SUPPLIED PASSAGE:
(begin)

# How to hook up stuff to a Mac Book



## mhoffperson (Jun 5, 2005)

My daughter just got a Mac Book for college. My PC laptop has a docking station to which I've attached a monitor, keyboard, printer, speakers, internet cable and power supply. The Mac Book does not have a dock option and the salesman was not very informed on how to set up a desk system so that she can do as I've done with my laptop. 

Any ideas on where I can get information on the best way to set her up? I was thinking a USB hub/splitter of some sort might do the trick.

Thanks in advance for any help.


----------



## kenneth2k1 (Oct 9, 2003)

Not sure if Macs have a docking station, but they all have USB ports and video outs. However, if I remember correctly, the new Mac Books have a mini DVI out and I don't know if they would come with an analog or regular DVI adapter.


----------



## VegasACF (May 27, 2005)

mhoffperson said:


> My daughter just got a Mac Book for college. My PC laptop has a docking station to which I've attached a monitor, keyboard, printer, speakers, internet cable and power supply. The Mac Book does not have a dock option and the salesman was not very informed on how to set up a desk system so that she can do as I've done with my laptop.
> 
> Any ideas on where I can get information on the best way to set her up? I was thinking a USB hub/splitter of some sort might do the trick.
> 
> Thanks in advance for any help.


A USB hub (make sure it's USB 2.0-compatible, just so you get the most bang for your buck--USB 2.0 can handle non-2.0 format, but the opposite is not true) is a good start for various and sundry connectivity issues. You might also consider a FireWire hub, should she have the need.

I don't know which MacBook you got her, but chances are it has Bluetooth capability. That would be the way _I_ would go for peripherals such as a keyboard and mouse.

As for video, if you need an adaptor you can find anything you'd ever need at Dr. Bott. And the prices aren't bad, either.


----------

(end)

ROWS:
(begin)

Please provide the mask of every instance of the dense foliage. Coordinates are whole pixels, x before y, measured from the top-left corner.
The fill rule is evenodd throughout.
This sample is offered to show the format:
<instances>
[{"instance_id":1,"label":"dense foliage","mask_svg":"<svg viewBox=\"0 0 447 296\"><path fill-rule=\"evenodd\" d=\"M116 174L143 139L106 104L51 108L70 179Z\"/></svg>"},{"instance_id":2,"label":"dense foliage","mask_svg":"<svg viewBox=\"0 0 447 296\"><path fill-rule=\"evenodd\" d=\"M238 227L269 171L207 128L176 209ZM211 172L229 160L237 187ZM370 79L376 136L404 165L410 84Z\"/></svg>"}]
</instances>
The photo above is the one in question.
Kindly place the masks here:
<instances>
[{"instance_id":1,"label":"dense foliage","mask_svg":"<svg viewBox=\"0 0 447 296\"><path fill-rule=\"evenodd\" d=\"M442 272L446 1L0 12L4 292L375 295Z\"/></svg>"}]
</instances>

(end)

WRITTEN INSTRUCTION: Reproduce word for word everything in the MacBook thread from "A USB hub (make" down to "aren't bad, either.". The material here is separate from the thread about connecting a MacBook.

PROBLEM SOLUTION:
A USB hub (make sure it's USB 2.0-compatible, just so you get the most bang for your buck--USB 2.0 can handle non-2.0 format, but the opposite is not true) is a good start for various and sundry connectivity issues. You might also consider a FireWire hub, should she have the need.

I don't know which MacBook you got her, but chances are it has Bluetooth capability. That would be the way _I_ would go for peripherals such as a keyboard and mouse.

As for video, if you need an adaptor you can find anything you'd ever need at Dr. Bott. And the prices aren't bad, either.